* **WHAT IS EXPECTED**: Take every line from the listing below that contains "query".

*** GIVEN ENTRIES ***

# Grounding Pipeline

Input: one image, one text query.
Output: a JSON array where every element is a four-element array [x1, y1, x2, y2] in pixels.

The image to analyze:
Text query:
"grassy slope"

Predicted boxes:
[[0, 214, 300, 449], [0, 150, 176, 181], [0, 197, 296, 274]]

*** End of GIVEN ENTRIES ***

* **ANSWER AREA**:
Input: one image, one text query.
Text query:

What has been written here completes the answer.